(STATED GOAL): Put every line of the rows below into a JSON list of strings, one string per line and no blank lines, starting with the first line and ending with the line containing "x=719, y=147". Leave the pictures out.

(DATA SHOWN):
===============
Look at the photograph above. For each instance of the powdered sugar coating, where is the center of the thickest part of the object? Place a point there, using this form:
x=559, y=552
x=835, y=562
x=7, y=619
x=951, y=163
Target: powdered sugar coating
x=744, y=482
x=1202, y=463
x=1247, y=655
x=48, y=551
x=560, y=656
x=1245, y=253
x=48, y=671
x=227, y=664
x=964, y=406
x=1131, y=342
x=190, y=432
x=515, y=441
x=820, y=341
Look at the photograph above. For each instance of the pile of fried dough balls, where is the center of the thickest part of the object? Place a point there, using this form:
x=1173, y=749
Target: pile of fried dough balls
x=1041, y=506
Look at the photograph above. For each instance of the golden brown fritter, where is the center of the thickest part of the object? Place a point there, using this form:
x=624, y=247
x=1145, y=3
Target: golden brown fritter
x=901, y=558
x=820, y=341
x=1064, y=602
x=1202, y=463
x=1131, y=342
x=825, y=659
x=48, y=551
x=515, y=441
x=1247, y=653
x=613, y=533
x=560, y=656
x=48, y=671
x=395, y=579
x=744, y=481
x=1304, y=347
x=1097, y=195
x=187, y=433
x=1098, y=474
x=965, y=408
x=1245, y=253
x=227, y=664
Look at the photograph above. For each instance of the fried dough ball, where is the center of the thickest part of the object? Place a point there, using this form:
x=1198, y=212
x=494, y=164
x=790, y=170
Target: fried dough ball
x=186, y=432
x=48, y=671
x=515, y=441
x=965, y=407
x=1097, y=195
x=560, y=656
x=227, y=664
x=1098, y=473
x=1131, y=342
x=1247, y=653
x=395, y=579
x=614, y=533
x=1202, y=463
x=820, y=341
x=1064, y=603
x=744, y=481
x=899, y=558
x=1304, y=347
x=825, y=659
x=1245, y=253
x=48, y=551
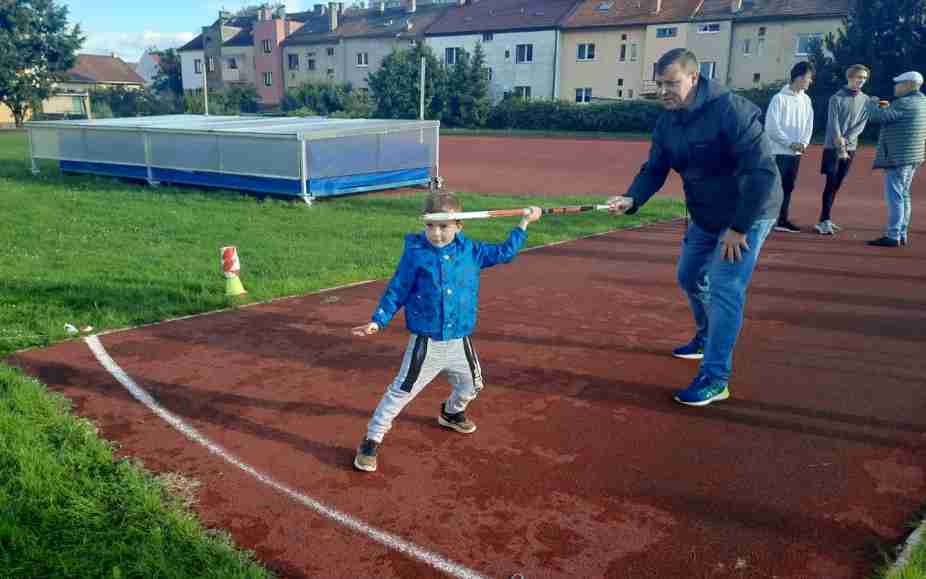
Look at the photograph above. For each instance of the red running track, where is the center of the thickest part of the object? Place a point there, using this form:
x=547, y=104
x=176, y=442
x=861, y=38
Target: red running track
x=582, y=465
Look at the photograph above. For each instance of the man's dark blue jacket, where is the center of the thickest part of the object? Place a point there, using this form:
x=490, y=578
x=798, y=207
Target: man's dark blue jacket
x=719, y=147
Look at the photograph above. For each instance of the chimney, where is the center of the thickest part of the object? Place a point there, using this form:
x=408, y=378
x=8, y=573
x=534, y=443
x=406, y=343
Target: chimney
x=332, y=16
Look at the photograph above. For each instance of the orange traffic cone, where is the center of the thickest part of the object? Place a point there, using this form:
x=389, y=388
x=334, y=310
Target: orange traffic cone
x=231, y=267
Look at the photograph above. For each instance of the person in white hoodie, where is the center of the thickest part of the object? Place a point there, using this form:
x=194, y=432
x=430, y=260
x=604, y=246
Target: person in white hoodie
x=789, y=126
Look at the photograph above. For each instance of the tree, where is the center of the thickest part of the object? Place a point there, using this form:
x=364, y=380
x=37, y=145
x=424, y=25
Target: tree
x=168, y=79
x=889, y=36
x=36, y=47
x=395, y=85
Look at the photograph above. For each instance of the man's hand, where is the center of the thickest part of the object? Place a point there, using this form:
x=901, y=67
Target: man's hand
x=366, y=329
x=620, y=204
x=534, y=215
x=734, y=244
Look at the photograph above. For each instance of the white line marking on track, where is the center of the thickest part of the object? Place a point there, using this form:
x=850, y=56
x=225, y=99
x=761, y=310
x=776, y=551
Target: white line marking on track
x=382, y=537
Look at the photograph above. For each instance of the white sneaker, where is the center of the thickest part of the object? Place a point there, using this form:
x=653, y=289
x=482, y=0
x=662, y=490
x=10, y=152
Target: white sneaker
x=824, y=228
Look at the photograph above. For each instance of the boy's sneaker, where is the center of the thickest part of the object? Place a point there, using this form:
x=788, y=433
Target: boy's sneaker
x=702, y=391
x=824, y=228
x=693, y=350
x=456, y=421
x=366, y=455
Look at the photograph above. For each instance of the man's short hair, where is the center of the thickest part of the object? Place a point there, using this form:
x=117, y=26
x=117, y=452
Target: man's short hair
x=800, y=69
x=857, y=68
x=684, y=57
x=442, y=202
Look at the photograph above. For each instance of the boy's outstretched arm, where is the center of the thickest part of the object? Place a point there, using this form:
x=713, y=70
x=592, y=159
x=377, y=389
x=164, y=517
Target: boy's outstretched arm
x=492, y=254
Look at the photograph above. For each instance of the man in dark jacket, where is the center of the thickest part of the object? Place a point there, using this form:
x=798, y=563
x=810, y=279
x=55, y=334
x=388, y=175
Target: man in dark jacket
x=716, y=141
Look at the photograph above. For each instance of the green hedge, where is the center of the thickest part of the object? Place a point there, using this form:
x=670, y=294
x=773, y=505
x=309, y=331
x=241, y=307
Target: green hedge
x=629, y=116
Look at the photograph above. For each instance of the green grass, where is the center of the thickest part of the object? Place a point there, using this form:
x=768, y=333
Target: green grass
x=100, y=252
x=96, y=251
x=69, y=509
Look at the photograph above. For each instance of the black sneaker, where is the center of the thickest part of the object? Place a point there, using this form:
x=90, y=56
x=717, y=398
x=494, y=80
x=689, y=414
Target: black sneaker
x=884, y=242
x=456, y=421
x=366, y=455
x=787, y=227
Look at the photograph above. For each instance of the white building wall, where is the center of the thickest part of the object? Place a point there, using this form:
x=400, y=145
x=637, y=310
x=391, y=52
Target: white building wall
x=500, y=53
x=191, y=79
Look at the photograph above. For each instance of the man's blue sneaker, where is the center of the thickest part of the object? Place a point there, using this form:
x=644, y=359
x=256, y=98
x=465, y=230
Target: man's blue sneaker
x=702, y=391
x=693, y=350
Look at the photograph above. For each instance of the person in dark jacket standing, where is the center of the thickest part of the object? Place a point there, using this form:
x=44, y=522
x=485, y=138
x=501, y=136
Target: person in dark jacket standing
x=900, y=152
x=716, y=141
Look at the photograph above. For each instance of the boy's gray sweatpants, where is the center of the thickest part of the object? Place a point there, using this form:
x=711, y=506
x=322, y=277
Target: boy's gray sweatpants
x=424, y=359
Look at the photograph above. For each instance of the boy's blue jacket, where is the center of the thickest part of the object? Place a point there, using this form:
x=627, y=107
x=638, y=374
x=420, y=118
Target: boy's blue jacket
x=439, y=287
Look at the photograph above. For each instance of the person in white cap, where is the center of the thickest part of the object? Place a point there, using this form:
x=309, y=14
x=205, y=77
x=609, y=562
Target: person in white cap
x=901, y=150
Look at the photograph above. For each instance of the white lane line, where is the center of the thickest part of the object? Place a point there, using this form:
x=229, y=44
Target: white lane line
x=382, y=537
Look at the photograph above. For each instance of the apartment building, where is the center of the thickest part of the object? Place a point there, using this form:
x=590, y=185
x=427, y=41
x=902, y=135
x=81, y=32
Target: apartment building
x=610, y=47
x=345, y=46
x=520, y=38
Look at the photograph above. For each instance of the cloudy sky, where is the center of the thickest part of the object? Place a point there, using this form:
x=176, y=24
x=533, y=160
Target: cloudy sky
x=128, y=28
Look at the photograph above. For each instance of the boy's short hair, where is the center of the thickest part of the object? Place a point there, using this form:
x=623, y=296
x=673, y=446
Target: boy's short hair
x=442, y=202
x=857, y=68
x=802, y=68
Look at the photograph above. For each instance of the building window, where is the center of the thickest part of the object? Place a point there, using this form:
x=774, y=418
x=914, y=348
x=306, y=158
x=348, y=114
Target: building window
x=804, y=42
x=522, y=92
x=452, y=55
x=524, y=53
x=585, y=52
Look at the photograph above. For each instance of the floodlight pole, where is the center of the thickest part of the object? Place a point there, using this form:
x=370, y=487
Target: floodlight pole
x=205, y=86
x=421, y=89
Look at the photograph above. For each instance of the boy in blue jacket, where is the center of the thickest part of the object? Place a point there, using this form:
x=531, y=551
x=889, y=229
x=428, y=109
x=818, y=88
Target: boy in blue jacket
x=437, y=281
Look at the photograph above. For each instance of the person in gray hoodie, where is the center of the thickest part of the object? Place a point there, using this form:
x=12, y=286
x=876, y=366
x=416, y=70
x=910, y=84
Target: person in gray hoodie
x=716, y=141
x=901, y=151
x=846, y=118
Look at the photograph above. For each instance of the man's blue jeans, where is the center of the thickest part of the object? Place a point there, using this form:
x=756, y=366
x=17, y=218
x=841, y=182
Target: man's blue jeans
x=716, y=291
x=897, y=182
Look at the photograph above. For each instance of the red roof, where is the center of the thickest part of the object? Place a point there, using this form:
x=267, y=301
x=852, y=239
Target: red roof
x=775, y=8
x=498, y=15
x=592, y=13
x=102, y=69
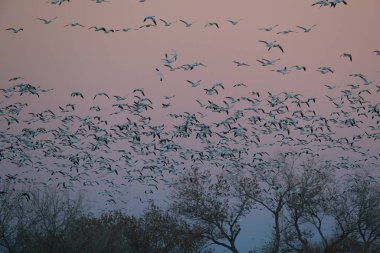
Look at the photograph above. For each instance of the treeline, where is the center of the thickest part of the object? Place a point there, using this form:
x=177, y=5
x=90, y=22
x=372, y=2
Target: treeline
x=314, y=209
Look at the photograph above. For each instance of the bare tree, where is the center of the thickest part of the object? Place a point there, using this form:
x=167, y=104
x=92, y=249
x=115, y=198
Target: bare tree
x=215, y=207
x=35, y=221
x=269, y=187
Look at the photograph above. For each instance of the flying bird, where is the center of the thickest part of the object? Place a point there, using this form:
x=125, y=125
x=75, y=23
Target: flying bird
x=77, y=94
x=347, y=55
x=306, y=29
x=14, y=29
x=152, y=18
x=272, y=44
x=194, y=83
x=268, y=29
x=47, y=21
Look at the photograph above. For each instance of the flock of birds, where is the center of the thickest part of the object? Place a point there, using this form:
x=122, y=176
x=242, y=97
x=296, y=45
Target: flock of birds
x=113, y=140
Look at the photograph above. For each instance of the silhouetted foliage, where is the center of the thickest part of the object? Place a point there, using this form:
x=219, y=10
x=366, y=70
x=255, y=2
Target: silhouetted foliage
x=215, y=207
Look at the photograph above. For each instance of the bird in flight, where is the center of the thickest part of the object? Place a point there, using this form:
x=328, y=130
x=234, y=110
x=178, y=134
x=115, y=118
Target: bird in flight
x=47, y=21
x=101, y=94
x=347, y=55
x=194, y=83
x=166, y=23
x=15, y=30
x=77, y=94
x=268, y=29
x=103, y=29
x=152, y=18
x=272, y=44
x=306, y=29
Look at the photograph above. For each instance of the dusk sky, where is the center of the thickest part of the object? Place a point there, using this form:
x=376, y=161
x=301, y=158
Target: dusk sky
x=64, y=61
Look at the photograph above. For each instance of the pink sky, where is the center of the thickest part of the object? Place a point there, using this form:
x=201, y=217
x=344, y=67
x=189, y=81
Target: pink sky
x=68, y=59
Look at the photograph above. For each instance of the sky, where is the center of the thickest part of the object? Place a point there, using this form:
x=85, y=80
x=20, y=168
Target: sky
x=61, y=60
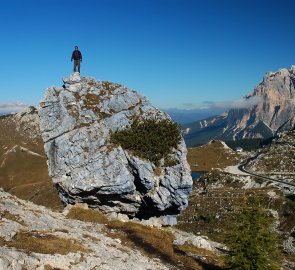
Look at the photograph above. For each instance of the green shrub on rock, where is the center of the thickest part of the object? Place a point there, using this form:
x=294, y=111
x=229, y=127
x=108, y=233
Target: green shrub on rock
x=253, y=245
x=149, y=139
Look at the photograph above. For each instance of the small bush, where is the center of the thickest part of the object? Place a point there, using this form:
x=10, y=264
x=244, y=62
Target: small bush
x=253, y=245
x=149, y=139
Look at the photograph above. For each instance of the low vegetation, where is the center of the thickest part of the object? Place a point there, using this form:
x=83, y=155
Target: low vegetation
x=153, y=242
x=28, y=180
x=45, y=243
x=212, y=155
x=252, y=243
x=149, y=139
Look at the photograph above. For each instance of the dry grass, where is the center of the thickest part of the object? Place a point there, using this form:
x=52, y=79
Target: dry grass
x=212, y=155
x=87, y=215
x=206, y=257
x=155, y=243
x=44, y=243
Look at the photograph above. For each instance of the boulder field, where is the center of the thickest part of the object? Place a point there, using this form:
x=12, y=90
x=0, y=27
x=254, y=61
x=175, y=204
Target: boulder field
x=76, y=122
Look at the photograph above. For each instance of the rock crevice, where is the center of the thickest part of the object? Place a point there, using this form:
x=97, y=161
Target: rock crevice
x=76, y=121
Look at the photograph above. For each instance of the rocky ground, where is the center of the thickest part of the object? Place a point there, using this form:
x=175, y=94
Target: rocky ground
x=23, y=168
x=33, y=237
x=215, y=154
x=218, y=195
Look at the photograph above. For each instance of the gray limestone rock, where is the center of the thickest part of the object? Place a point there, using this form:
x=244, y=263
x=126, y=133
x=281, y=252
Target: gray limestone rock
x=76, y=121
x=97, y=249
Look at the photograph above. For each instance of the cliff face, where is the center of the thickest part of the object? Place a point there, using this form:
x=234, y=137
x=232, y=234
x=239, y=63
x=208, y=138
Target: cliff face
x=273, y=111
x=76, y=121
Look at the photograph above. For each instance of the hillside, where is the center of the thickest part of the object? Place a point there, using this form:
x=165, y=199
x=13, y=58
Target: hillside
x=218, y=194
x=270, y=109
x=23, y=169
x=215, y=154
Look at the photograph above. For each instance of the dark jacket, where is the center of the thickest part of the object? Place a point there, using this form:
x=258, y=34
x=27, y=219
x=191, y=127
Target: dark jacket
x=76, y=55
===============
(REPLY TO THE EXERCISE):
[
  "Look at the photograph above. For each instance of the powdered sugar coating, where is the center of the thickest part of the object? Place a point there, using this form:",
  "x=559, y=552",
  "x=835, y=562",
  "x=7, y=619",
  "x=951, y=163",
  "Target: powdered sugar coating",
  "x=744, y=482",
  "x=1202, y=463",
  "x=1247, y=655",
  "x=48, y=551",
  "x=560, y=656",
  "x=1245, y=253",
  "x=48, y=671",
  "x=227, y=664",
  "x=964, y=406",
  "x=1131, y=342",
  "x=190, y=432",
  "x=515, y=441",
  "x=820, y=341",
  "Look at the photograph above. For each instance of the pile of fried dough balls, where is the center of the thickest part of the object? Place a point there, using this form:",
  "x=1173, y=749",
  "Target: pile of fried dough balls",
  "x=1041, y=506",
  "Look at the photograph above. For each instance of the golden brown fritter, where is the center of the thickest part of the object? Place a point there, using this form:",
  "x=624, y=247",
  "x=1145, y=3",
  "Target: golden brown fritter",
  "x=901, y=558",
  "x=820, y=341",
  "x=1064, y=602",
  "x=1202, y=463",
  "x=1131, y=342",
  "x=825, y=659",
  "x=48, y=551",
  "x=515, y=441",
  "x=1247, y=653",
  "x=613, y=533",
  "x=560, y=656",
  "x=48, y=671",
  "x=395, y=579",
  "x=744, y=481",
  "x=1304, y=347",
  "x=1097, y=195",
  "x=187, y=433",
  "x=1098, y=474",
  "x=965, y=408",
  "x=1245, y=253",
  "x=227, y=664",
  "Look at the photograph above. For each instance of the fried dough ball, where is the center of the thickest part of the object? Place a point there, using this form:",
  "x=1198, y=212",
  "x=494, y=164",
  "x=790, y=170",
  "Target: fried dough ball",
  "x=186, y=432",
  "x=48, y=671",
  "x=515, y=441",
  "x=965, y=407",
  "x=1097, y=195",
  "x=560, y=656",
  "x=227, y=664",
  "x=1098, y=473",
  "x=1131, y=342",
  "x=1247, y=653",
  "x=395, y=579",
  "x=614, y=533",
  "x=1202, y=463",
  "x=820, y=341",
  "x=1064, y=603",
  "x=744, y=481",
  "x=899, y=558",
  "x=1304, y=347",
  "x=825, y=659",
  "x=1245, y=253",
  "x=48, y=551",
  "Look at the photograph above. For each instance of the red running track, where is the center of the thickest part of the object? Place a point there, using this form:",
  "x=547, y=104",
  "x=176, y=442",
  "x=861, y=38",
  "Target: red running track",
  "x=582, y=465",
  "Look at the photograph above. For each instance of the man's dark blue jacket, where is the center of the thickest part of the object? Place a point there, using this form:",
  "x=490, y=578",
  "x=798, y=207",
  "Target: man's dark blue jacket",
  "x=719, y=147"
]